Work instruction: From the records below, state how many lines include the word "target", giving only that number.

Data section:
******************************

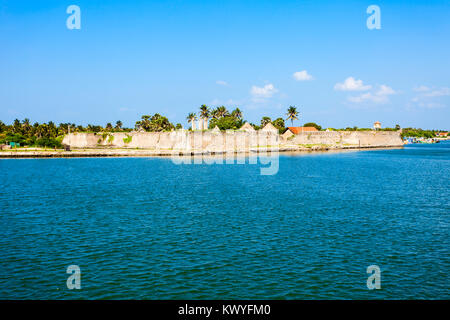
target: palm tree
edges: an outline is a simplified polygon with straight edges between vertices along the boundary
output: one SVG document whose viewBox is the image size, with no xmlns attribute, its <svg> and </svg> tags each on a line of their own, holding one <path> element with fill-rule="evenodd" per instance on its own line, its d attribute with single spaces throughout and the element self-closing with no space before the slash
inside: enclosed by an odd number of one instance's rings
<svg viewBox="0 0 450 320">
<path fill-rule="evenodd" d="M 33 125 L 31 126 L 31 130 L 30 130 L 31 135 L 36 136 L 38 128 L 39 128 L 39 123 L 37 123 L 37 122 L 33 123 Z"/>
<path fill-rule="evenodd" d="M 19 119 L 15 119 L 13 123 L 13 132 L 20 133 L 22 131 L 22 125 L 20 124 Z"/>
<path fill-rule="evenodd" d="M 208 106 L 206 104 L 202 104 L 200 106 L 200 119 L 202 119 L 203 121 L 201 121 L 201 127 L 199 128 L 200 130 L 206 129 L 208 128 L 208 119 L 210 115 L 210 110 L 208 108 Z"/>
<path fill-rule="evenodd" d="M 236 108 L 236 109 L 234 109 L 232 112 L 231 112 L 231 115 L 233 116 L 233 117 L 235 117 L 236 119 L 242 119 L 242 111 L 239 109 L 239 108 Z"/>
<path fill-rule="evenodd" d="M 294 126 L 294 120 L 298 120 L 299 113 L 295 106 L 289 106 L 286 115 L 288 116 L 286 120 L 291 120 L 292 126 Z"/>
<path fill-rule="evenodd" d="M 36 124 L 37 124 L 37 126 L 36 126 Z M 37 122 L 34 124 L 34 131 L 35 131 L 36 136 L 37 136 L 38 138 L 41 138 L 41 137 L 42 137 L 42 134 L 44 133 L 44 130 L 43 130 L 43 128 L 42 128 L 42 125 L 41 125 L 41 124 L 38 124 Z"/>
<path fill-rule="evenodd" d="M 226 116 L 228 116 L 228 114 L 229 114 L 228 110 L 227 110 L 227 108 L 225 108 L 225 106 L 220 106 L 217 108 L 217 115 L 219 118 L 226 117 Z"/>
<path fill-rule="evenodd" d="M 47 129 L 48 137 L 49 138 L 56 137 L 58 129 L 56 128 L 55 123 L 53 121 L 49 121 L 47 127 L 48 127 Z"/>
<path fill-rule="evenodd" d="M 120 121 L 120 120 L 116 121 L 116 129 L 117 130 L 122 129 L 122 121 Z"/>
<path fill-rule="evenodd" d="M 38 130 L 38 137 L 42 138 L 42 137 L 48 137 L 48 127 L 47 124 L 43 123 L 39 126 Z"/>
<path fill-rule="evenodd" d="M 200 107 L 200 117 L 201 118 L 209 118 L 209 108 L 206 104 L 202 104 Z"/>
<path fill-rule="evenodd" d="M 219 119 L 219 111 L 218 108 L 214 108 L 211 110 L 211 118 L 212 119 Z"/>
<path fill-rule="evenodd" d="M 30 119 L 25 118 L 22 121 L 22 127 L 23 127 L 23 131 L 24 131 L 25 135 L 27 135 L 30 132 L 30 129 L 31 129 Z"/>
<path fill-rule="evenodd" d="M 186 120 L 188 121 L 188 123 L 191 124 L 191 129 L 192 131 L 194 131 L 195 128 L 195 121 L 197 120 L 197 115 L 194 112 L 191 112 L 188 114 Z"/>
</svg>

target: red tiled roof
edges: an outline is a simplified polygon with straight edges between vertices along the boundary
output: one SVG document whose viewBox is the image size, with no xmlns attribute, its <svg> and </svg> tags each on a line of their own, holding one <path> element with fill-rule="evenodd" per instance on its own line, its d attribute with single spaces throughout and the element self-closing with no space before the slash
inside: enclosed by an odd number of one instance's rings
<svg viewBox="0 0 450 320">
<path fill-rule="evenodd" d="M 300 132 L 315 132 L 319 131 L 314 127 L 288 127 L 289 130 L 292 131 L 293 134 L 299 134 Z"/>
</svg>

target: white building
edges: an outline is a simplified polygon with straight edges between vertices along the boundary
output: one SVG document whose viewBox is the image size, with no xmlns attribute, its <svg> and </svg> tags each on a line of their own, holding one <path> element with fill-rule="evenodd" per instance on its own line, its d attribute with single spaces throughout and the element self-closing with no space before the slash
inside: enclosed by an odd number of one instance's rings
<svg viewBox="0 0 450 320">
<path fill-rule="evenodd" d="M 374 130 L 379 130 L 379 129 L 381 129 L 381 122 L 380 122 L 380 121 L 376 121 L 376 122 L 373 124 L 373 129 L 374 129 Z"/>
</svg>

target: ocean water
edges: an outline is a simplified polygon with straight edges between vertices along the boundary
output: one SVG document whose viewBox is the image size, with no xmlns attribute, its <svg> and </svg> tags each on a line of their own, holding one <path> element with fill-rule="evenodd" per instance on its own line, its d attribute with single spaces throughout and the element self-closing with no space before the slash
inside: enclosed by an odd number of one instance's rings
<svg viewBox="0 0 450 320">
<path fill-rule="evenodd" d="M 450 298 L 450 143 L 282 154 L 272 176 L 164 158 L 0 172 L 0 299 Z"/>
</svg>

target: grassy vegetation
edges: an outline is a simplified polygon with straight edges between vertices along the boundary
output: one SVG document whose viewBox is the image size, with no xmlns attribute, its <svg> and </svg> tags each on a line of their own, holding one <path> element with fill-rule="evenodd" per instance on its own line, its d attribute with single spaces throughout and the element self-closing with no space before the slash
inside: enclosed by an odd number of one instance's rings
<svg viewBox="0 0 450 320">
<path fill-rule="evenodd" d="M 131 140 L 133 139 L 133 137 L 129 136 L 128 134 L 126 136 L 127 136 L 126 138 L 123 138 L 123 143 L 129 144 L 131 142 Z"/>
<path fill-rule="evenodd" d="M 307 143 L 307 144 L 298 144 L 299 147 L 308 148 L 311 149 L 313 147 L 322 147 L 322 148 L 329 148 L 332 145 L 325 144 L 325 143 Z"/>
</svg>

******************************

Result: 5